### Entries supplied
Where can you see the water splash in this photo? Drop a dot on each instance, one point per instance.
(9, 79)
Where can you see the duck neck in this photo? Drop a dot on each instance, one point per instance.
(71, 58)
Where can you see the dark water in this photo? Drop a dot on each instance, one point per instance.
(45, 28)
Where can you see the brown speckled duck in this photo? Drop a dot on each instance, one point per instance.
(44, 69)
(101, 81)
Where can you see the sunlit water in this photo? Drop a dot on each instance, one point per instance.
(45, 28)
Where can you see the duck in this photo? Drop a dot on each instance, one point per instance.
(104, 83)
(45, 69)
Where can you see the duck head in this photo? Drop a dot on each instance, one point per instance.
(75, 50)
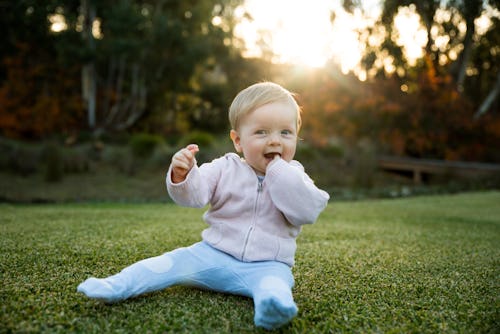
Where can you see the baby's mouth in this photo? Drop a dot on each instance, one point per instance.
(271, 156)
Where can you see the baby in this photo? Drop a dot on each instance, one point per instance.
(258, 204)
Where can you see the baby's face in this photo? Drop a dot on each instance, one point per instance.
(268, 132)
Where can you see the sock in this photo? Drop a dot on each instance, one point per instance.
(101, 289)
(274, 305)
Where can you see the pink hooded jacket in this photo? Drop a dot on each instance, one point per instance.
(249, 219)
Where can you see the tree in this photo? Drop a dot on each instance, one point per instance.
(136, 59)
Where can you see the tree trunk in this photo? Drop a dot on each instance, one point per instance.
(88, 70)
(485, 106)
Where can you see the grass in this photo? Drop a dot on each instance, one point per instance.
(424, 264)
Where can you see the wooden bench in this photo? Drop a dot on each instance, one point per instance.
(420, 167)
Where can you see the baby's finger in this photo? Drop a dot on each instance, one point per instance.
(193, 148)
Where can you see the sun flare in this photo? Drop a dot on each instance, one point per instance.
(301, 32)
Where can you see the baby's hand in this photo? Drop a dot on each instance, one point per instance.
(182, 162)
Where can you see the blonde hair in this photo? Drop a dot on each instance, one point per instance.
(256, 96)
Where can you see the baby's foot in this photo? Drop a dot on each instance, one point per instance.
(272, 312)
(99, 289)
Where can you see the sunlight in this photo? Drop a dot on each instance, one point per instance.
(412, 36)
(301, 32)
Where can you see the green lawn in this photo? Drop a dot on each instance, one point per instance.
(423, 264)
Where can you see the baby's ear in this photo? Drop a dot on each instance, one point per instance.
(235, 137)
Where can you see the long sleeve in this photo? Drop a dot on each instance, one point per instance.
(198, 187)
(192, 192)
(294, 193)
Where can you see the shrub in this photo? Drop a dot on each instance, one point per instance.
(54, 163)
(201, 138)
(143, 144)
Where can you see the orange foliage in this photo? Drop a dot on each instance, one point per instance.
(431, 120)
(37, 98)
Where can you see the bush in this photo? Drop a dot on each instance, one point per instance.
(120, 158)
(19, 158)
(203, 139)
(54, 163)
(143, 144)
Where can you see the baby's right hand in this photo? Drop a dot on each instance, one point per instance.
(182, 162)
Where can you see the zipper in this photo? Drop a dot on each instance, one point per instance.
(254, 218)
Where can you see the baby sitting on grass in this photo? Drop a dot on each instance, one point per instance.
(258, 204)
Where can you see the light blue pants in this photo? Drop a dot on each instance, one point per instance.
(269, 283)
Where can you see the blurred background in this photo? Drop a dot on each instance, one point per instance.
(399, 97)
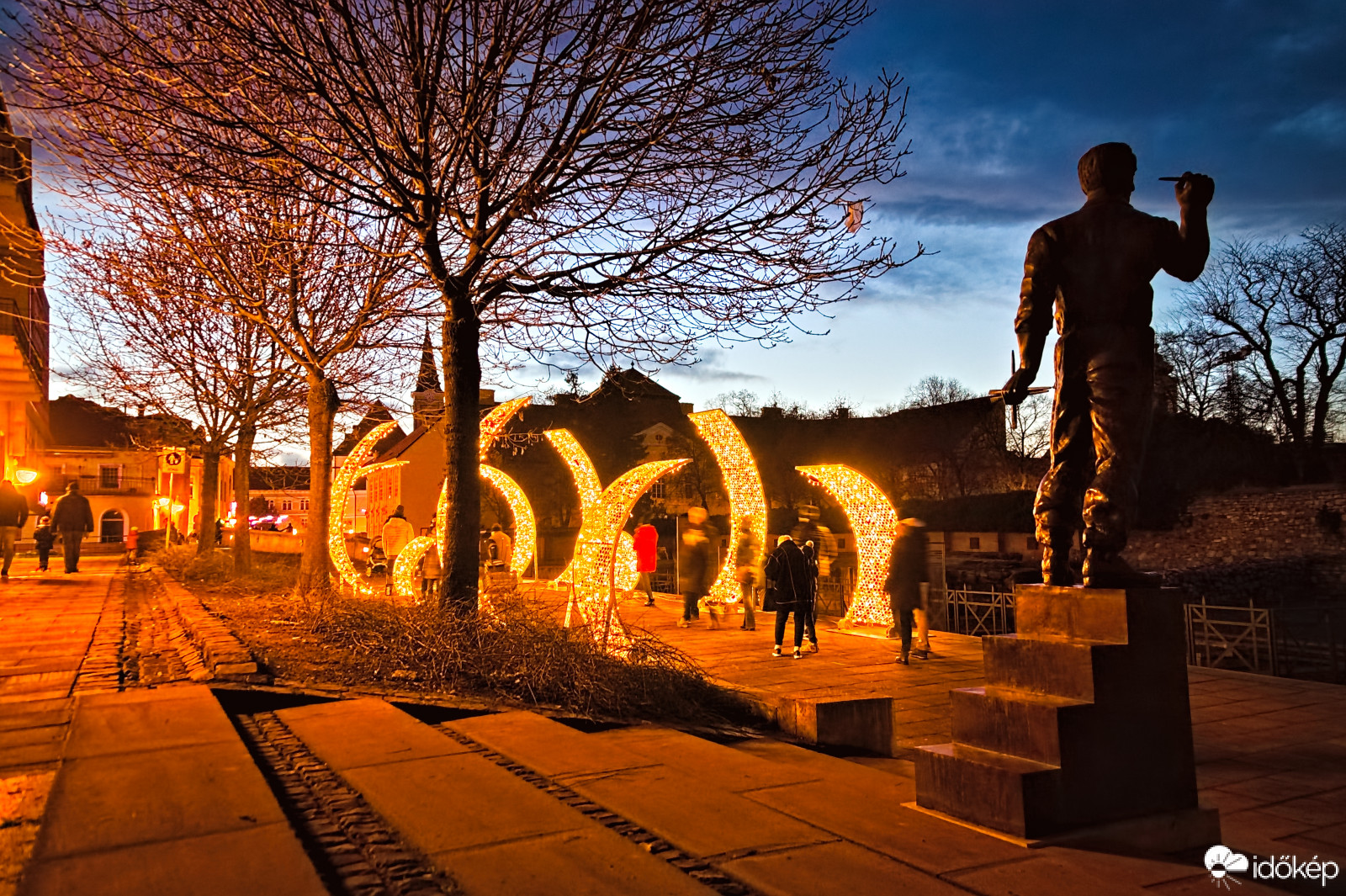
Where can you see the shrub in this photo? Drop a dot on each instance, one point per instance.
(522, 651)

### Objective
The records above need to be restated word for word, with the pictures left out.

### Answer to this exercise
Where can you see the water splash in this photo? Drop a dot on each instance, one point per instance.
(9, 79)
Where can you see the duck neck in this photo? Drop a dot on each instance, one point per instance.
(71, 58)
Where can you see the dark water in this photo? Drop a dot on each instance, one point per instance.
(45, 28)
Where can you see the brown speckled duck in this photo? Drop a dot on each instance, one point per instance.
(44, 69)
(101, 81)
Where can you see the sunlit water in this photo? Drop a dot on each instance, one point per instance.
(45, 28)
Where can you see the duck in this photo? Drop a dot on each instance, one point per instance.
(104, 83)
(45, 69)
Where can you see the duck head in this photo? Drop a dot on each instance, one point per instance.
(75, 50)
Where can you see the baby's mouth in this photo? Drop a dot on each instance, one point per instance.
(271, 156)
Where can you see the baby in this photo? Drop a dot on each instance, one point per instance.
(258, 204)
Where can you see the baby's face in this photo? Drop a dot on each instance, one point per instance.
(268, 132)
Where can you see the sock in this photo? Drop a dot on each instance, one point per instance.
(101, 289)
(274, 305)
Where can you see the pink hooded jacket in this photo? Drop a dot on each instance, one point per instance.
(249, 219)
Where can you see the tree in this photo? Drop a dot on each instance, one point per instance.
(136, 59)
Where can you see the tree trunk in this photo? Drop a dot on each instance, one point per instance.
(88, 70)
(485, 106)
Where can you see the grass in this photo? Drop a dot on each instance, one point per instance.
(424, 264)
Where can you see the wooden bench in this photo? Drop a dot on each instance, one point per instance.
(420, 167)
Where can you see the baby's finger in this photo? Drop a dot on each instance, one point per instance.
(193, 148)
Where can you see the sun flare in this photo? Drop a dot on each instance, one point per instance.
(301, 32)
Where can you see the baby's hand in this photo? Drop a dot on each instance, one point per instance.
(182, 162)
Where can you see the blonde hair in this photo? Drop a dot on each instance, one point per instance.
(256, 96)
Where can you see the baby's foot in this photo? Drop a dot on each instance, one point per instance.
(272, 312)
(99, 289)
Where can you see the sunlight in this photo? Drop a dot on each instance, one point per instance.
(412, 36)
(301, 32)
Where can you see the green lawn in this photo? Drop a dot on each instance, one point per instance.
(423, 264)
Where can you see the baby's ear in this photo? Drop a dot on each instance, one point per instance.
(235, 137)
Where can you see the long sleeve in this photo? Drop a dot on each instance, one point per instance.
(198, 187)
(192, 192)
(294, 193)
Where can you see the shrub in this photo? Drop a dot on each instance, one point per instance.
(54, 163)
(201, 138)
(143, 144)
Where can you see the orange foliage in this photo? Drop a dot on each instance, one point per instance.
(431, 120)
(37, 98)
Where can you see the bush in this photo? Drop a dot on each instance, one point per instance.
(120, 158)
(19, 158)
(203, 139)
(54, 163)
(143, 144)
Where can you see the baby's right hand in this photo? Drop a dot on each instance, one point per instance.
(182, 162)
Where can you see the zipper in this photo? Drop a dot on each instance, one point per instance.
(254, 218)
Where can you see the baby sitting on grass in this photo? Drop a dot on each instance, one point per instance.
(258, 204)
Where can you see the light blue pants in this photo? Drop a dot on each instance, one point per instance.
(269, 283)
Where can you see the blurred background in this photo? Drop a dot on each instance, one point per instance.
(399, 97)
Where can you see the shrub in this photo? Drop a dot on each instance, one point per instance.
(522, 651)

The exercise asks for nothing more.